# Goal
Reproduce every one of the rows below word for word, changing nothing.

# Supplied records
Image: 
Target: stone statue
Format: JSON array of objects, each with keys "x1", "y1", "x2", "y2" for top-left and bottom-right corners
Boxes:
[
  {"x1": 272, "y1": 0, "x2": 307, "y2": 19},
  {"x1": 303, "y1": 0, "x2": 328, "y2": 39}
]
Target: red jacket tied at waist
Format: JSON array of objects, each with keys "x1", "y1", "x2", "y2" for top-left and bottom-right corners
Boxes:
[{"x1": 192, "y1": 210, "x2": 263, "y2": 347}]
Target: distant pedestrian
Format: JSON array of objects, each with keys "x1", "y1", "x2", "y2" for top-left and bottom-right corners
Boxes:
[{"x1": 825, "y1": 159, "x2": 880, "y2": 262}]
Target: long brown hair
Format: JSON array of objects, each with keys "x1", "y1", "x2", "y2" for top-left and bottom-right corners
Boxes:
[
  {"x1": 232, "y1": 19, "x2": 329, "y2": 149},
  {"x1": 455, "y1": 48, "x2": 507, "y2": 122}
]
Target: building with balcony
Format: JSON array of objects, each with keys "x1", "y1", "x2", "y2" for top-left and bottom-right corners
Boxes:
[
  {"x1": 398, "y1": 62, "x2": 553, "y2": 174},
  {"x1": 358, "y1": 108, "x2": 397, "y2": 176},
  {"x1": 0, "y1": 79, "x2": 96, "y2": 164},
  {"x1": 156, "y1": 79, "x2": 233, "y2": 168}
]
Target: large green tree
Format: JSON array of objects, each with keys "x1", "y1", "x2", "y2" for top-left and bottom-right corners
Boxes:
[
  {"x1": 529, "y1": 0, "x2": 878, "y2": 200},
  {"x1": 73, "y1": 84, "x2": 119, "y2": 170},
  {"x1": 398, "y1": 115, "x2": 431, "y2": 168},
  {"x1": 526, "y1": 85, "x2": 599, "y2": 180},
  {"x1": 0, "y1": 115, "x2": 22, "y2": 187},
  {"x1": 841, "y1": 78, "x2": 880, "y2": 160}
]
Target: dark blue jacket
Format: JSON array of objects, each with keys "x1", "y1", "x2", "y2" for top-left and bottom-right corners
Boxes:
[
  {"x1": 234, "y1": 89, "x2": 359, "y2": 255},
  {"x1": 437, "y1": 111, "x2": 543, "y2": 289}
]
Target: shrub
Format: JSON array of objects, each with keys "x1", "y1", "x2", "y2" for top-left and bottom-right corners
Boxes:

# Task solution
Image: 
Target: stone statue
Format: JSON array of objects, each with keys "x1", "y1", "x2", "y2" for top-left and bottom-right corners
Boxes:
[
  {"x1": 272, "y1": 0, "x2": 307, "y2": 19},
  {"x1": 303, "y1": 0, "x2": 328, "y2": 39}
]
Target: red jacket tied at waist
Format: JSON array of objects, each with keys "x1", "y1", "x2", "y2" for top-left and bottom-right corners
Boxes:
[{"x1": 192, "y1": 210, "x2": 263, "y2": 347}]
Target: distant pedestrian
Format: JSON array of objects, each with keys "x1", "y1", "x2", "y2" for top-left and bottom-right corners
Boxes:
[{"x1": 825, "y1": 159, "x2": 880, "y2": 262}]
Target: long brown hair
Format: JSON array of objects, each with keys "x1", "y1", "x2", "y2" for top-left and bottom-right corners
Boxes:
[
  {"x1": 232, "y1": 19, "x2": 329, "y2": 149},
  {"x1": 455, "y1": 48, "x2": 507, "y2": 122}
]
Target: building with balcony
Format: JSON array of objects, each with keys "x1", "y1", "x2", "y2" for top-left and bottom-right corners
Boxes:
[
  {"x1": 398, "y1": 62, "x2": 553, "y2": 174},
  {"x1": 358, "y1": 108, "x2": 397, "y2": 176},
  {"x1": 0, "y1": 79, "x2": 96, "y2": 164},
  {"x1": 156, "y1": 79, "x2": 233, "y2": 168}
]
Target: large green tree
Format: JSON array of objects, each with keys "x1", "y1", "x2", "y2" for top-left and bottom-right corners
Boxes:
[
  {"x1": 529, "y1": 0, "x2": 878, "y2": 200},
  {"x1": 73, "y1": 84, "x2": 119, "y2": 170},
  {"x1": 398, "y1": 115, "x2": 431, "y2": 168},
  {"x1": 526, "y1": 85, "x2": 599, "y2": 180},
  {"x1": 0, "y1": 115, "x2": 22, "y2": 187},
  {"x1": 841, "y1": 78, "x2": 880, "y2": 160}
]
Target: dark blue jacket
Format: JSON array of objects, each with keys "x1", "y1", "x2", "y2" for top-left and bottom-right corners
Boxes:
[
  {"x1": 234, "y1": 89, "x2": 359, "y2": 255},
  {"x1": 437, "y1": 111, "x2": 543, "y2": 289}
]
Target: shrub
Format: JSON array of objects, each with keys "x1", "y1", "x2", "y2" for top-left and bottom-right corners
Boxes:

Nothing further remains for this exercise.